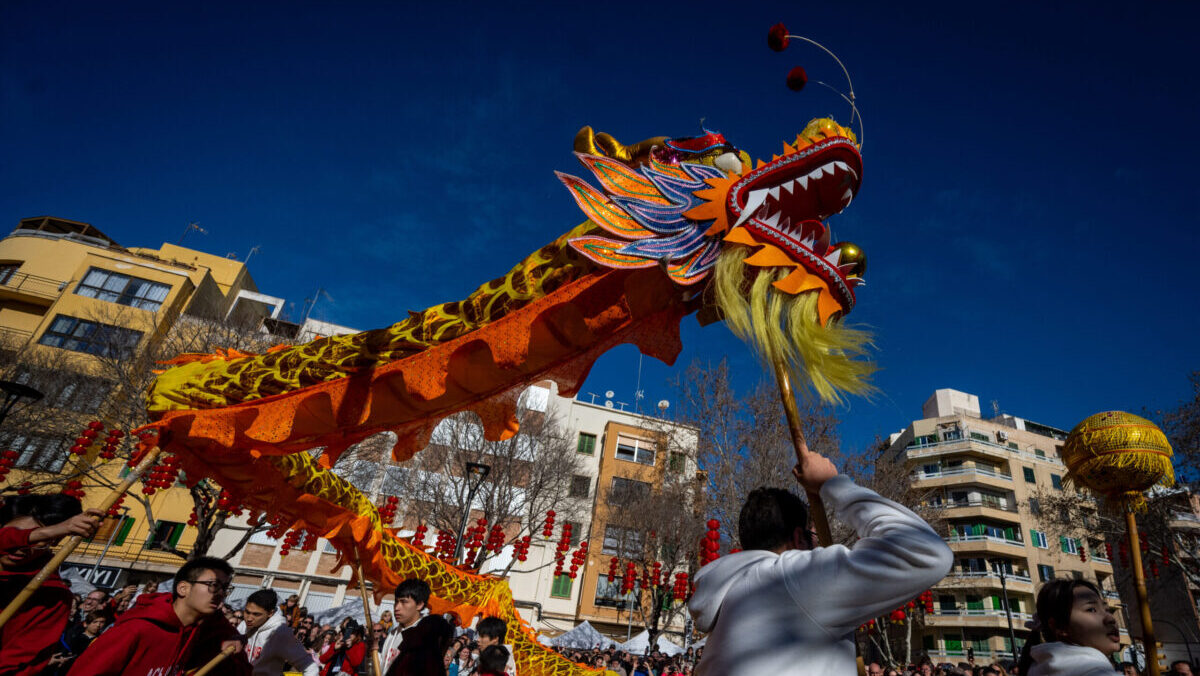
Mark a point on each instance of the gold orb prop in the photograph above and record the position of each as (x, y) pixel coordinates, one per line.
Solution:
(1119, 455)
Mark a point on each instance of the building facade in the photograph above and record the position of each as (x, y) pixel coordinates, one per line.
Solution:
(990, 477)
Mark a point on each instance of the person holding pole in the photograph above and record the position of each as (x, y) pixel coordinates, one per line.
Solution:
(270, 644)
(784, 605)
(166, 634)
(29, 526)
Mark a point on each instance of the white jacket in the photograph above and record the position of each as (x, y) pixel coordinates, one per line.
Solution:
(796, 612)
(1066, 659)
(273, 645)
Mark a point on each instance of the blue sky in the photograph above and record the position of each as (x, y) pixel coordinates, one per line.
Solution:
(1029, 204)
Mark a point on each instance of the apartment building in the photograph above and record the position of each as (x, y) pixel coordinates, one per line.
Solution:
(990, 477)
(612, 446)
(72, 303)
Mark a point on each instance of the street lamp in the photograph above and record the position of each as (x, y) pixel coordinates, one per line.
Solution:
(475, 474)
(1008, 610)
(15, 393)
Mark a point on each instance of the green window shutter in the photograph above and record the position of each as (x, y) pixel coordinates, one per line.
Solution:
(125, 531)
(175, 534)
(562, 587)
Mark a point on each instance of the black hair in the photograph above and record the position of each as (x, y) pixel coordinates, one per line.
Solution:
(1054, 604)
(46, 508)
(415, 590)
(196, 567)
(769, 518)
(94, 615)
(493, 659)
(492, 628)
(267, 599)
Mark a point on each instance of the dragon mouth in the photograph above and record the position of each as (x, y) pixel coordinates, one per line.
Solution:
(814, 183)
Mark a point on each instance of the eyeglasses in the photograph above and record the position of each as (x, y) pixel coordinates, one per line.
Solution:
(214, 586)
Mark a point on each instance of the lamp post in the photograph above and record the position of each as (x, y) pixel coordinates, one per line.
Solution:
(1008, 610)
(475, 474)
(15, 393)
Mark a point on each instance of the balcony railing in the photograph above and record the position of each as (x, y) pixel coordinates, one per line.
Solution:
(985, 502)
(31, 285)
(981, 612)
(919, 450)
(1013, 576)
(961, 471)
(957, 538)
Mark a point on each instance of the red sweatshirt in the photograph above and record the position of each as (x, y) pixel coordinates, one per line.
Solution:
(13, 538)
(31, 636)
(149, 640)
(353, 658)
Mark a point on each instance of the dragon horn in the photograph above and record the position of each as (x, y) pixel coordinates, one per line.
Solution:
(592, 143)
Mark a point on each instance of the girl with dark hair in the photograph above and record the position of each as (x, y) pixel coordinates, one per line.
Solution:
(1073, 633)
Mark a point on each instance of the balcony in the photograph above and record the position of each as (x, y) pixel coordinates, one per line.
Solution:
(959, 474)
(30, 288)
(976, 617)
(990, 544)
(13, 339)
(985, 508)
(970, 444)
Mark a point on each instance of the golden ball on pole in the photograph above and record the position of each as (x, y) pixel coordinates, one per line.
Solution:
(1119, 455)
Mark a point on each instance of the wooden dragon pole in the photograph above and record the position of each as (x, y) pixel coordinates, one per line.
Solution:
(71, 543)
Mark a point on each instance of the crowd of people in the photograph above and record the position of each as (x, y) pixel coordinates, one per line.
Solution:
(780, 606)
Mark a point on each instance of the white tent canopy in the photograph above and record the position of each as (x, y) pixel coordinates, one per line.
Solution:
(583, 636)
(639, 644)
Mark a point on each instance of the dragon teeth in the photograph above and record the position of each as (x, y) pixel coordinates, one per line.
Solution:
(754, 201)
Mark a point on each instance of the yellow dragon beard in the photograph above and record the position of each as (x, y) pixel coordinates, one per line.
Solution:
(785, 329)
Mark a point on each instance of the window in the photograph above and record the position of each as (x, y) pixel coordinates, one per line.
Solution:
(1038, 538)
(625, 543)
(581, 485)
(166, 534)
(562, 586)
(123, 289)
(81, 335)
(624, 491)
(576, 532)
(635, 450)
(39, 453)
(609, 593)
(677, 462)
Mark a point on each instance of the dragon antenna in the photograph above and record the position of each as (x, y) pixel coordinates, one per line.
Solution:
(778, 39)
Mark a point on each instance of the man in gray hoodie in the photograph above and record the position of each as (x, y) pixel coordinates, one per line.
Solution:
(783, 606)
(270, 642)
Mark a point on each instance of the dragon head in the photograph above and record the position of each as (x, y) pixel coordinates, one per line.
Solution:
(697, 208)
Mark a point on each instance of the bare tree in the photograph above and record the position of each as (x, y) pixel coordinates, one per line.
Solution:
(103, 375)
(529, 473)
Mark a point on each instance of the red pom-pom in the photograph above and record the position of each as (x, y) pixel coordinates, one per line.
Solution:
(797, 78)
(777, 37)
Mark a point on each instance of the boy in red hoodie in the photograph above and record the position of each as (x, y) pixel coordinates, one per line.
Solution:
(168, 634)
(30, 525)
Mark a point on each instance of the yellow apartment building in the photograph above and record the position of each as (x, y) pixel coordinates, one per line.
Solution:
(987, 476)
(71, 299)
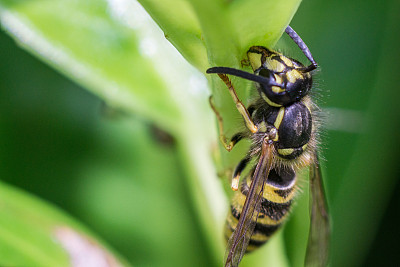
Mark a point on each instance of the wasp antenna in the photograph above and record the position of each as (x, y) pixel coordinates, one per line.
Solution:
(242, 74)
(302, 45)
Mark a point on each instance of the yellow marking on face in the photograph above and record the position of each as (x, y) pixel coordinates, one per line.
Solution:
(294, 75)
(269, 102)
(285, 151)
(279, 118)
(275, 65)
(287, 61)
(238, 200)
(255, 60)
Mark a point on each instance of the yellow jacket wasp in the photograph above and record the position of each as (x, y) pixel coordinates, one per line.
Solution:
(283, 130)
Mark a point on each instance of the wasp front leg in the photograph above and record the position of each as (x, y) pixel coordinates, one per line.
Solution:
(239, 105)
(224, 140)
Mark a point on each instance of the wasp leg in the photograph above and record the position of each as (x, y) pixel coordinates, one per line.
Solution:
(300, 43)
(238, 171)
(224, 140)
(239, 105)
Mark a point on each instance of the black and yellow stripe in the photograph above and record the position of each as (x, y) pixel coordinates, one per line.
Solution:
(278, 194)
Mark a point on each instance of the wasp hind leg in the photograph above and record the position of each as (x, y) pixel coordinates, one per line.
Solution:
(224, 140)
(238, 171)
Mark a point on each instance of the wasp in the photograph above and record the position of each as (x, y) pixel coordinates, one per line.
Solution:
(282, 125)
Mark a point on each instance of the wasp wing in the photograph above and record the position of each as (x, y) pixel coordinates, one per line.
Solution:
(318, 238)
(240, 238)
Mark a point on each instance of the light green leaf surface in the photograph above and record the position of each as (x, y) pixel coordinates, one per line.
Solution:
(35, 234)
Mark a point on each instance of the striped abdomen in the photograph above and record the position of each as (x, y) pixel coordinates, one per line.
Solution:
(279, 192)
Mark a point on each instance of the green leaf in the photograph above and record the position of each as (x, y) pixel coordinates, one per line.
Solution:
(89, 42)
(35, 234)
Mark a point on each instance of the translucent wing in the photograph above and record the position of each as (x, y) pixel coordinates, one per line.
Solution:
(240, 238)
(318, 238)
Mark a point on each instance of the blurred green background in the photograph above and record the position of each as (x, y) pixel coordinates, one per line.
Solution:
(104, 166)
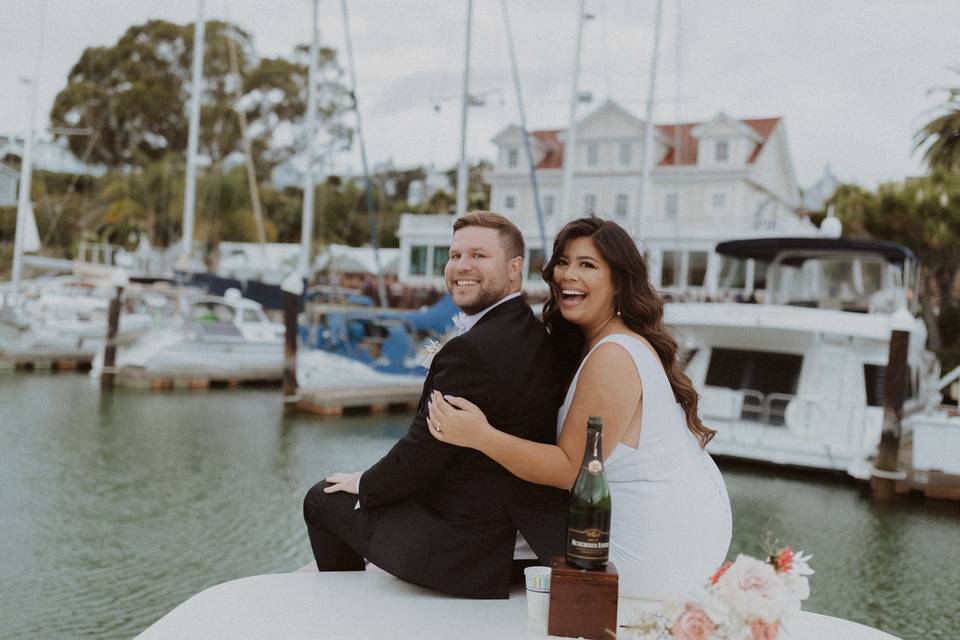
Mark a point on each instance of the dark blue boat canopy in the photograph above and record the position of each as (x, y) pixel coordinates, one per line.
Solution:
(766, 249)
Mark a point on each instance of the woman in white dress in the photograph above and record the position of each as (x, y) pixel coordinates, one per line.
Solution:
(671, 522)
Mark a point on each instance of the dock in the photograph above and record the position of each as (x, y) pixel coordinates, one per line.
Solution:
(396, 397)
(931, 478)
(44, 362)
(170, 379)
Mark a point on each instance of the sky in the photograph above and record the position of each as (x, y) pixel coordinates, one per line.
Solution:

-- -- --

▶ _Action item_
Please give a count of the lines in the records where the word "black" occurs, with nothing besides it.

▶ _Answer below_
2